* _Consegne_:
a: Rispondi alle domande seguenti in base al brano sull'involucro architettonico.
(i) Di quale materiale è fatto l'involucro della recente trasformazione della Messe basilese?
(ii) In quale opera Le Corbusier ha dedicato un capitolo all'elogio degli ingegneri?
(iii) Che cos'è il mestiere secondo Larousse?
b: Modifica il passo del brano sull'involucro architettonico che va da "È vero che la" fino a "a quota elevata.". Al posto di "potenza" scrivi "forza".
c: Scrivi il seguito del brano sull'involucro architettonico. Riprendi dopo la sua ultima frase.

* _Brano antologico_:
-=-=-

È vero che la recente trasformazione della Messe basilese è anch’essa caratterizzata dall’immagine dell’involucro, una lamiera stirata (Streckmetall) di ordine gigante. Qui il progetto di Herzog & de Meuron realizza un effetto spaziale di una potenza straordinaria, densifica la città formando un nuovo spazio pubblico di grande intensità, e per ottenere quest’effetto gli autori hanno adottato, insieme alle immense luci strutturali e ad altri artifici costruttivi, anche l’involucro di un unico materiale, che conferisce al pesante volume sospeso potenza espressiva insieme alla levità necessaria per librarsi a quota elevata. 

Ma se avete fermato lo sguardo sulle immagini di architetture esposte negli stands della Halle 1 che reclamizzano involucri, o se scorrete le pagine delle riviste più lette, potete memorizzare un repertorio enorme di superfici dai mille effetti tattili e cromatici applicate ai fronti delle opere più diverse, senza relazione con il contesto, con ciò che l’involucro nasconde, con l’effetto spaziale cercato. L’attenzione per l’involucro è stato il modo per realizzare il necessario superamento di concetti funzionalisti e ha consentito la ricerca di nuove relazione tra edificio e città, ma la sua attuale enfasi estetica e immaginifica può sottrarre al nostro mestiere la sua sostanza costruttiva. Vengono in mente gli architetti «facciatisti» della prima parte del ’900 e le polemiche degli architetti moderni contro l’ornamento e il ruolo effimero degli architetti, tra le quali spicca per chiarezza l’elogio degli ingegneri cui Le Corbusier ha dedicato un capitolo del suo «Vers une Architecture». È necessario che le case reggano. Bisogna ricorrere all’uomo di mestiere. Il mestiere, secondo Larousse, è l’applicazione delle conoscenze alla realizzazione di una concezione. Ora, oggi, sono gli ingegneri che conoscono, che conoscono il modo di far reggere, di scaldare, di ventilare, di illuminare. Non è vero? La diagnosi è, per cominciare dall’inizio, che l’ingegnere, procedendo per conoscenze, indica il cammino e possiede la verità…

Certo, questa tendenza alla prevalenza dell’immagine sulla costruzione è più diffuso nel resto d’Europa che in Svizzera, e ancora meno in Ticino. Ma proprio in Ticino si coglie nei più giovani un generale allentamento della cultura tecnica che ha costituito il carattere e ha determinato l’eccellenza dell’architettura regionale. La sperimentazione di materiali nuovi e di nuove tecniche costruttive o energetiche, la ricerca di concetti statici capaci di realizzare spazialità inusitate non caratterizzano la produzione architettonica degli ultimi anni. Quella cultura comune di architetti e ingegneri, che è l’unica e importante ragione per cui sono membri della stessa associazione e condividono le sorti, pur con ruoli diversi, della costruzione del territorio, non sembra progredire con evidenza.

-=-=-

Descrizioni di regioni in linguaggio naturale
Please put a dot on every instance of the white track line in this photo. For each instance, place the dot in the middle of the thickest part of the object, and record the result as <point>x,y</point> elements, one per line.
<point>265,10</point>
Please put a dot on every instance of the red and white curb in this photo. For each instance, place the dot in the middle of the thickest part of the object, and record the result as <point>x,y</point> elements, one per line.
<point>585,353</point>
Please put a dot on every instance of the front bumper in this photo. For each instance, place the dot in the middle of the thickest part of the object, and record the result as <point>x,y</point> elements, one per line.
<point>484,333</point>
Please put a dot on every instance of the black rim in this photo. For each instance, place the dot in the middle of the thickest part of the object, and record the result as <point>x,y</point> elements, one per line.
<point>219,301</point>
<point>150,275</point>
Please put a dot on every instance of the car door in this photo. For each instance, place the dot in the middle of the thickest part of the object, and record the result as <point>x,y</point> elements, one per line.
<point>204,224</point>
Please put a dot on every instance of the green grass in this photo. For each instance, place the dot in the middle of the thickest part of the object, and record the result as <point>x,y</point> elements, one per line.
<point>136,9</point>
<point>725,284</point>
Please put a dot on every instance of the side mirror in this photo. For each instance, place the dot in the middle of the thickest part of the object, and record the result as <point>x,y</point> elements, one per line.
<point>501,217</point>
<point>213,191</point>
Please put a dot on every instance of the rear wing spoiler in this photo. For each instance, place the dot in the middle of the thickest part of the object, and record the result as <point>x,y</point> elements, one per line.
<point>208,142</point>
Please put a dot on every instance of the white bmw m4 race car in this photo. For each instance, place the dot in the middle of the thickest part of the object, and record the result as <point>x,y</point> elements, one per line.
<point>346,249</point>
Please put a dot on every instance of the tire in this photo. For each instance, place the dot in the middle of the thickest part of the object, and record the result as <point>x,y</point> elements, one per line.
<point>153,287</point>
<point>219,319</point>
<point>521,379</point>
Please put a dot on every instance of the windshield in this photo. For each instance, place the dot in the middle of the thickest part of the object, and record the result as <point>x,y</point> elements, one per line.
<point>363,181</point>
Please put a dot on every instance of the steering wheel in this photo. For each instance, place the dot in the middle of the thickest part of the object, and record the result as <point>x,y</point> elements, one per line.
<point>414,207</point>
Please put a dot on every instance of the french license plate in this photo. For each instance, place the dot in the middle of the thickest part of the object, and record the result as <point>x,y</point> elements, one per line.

-=-=-

* _Soluzioni_:
a:
(i) Di una lamiera stirata (Streckmetall) di ordine gigante.
(ii) In «Vers une Architecture».
(iii) È l'applicazione delle conoscenze alla realizzazione di una concezione.

b:
È vero che la recente trasformazione della Messe basilese è anch’essa caratterizzata dall’immagine dell’involucro, una lamiera stirata (Streckmetall) di ordine gigante. Qui il progetto di Herzog & de Meuron realizza un effetto spaziale di una forza straordinaria, densifica la città formando un nuovo spazio pubblico di grande intensità, e per ottenere quest’effetto gli autori hanno adottato, insieme alle immense luci strutturali e ad altri artifici costruttivi, anche l’involucro di un unico materiale, che conferisce al pesante volume sospeso forza espressiva insieme alla levità necessaria per librarsi a quota elevata.

c:
È vero che la battaglia di Le Corbusier aveva un contesto drammaticamente diverso e lontanissimo dalla condizione presente. Lo storicismo e i regionalismi dominavano nelle scuole di architettura, mentre gli ingegneri esercitavano, come diceva Le Corbusier, l’economia e il calcolo, praticando una disciplina della costruzione rigorosa ed essenziale, dalla quale era necessario partire per costruire un mestiere e un’arte capace di suscitare emozioni.

Parlando del ruolo degli ingegneri nella progettazione dei ponti e delle infrastrutture territoriali che modificano in modo importante il paesaggio, Pierre von Meiss si chiede se gli ingegneri civili non agiscano come architetti e urbanisti senza saperlo o senza ammetterlo, e se non sia quindi necessario inserire nella formazione degli ingegneri l’obiettivo di oltrepassare la mera funzione tecnica della struttura. Senza addentrarci in un tema difficile come quello della formazione, possiamo affermare che le ultime generazioni di ingegneri civili posseggono spesso sensibilità ambientali, che erano poco conosciute nelle generazioni precedenti, e che alimentano e indirizzano la loro ricerca oltre all’economia e al calcolo, producendo opere eccellenti, come quelle illustrate in Archi 1/2014. È con questi ingegneri che è necessario per gli architetti dialogare e lavorare insieme, rimuovendo concezioni, vetuste ma ancora presenti, di superiorità gerarchica, per riconnettere le diverse conoscenze in un’unica cultura.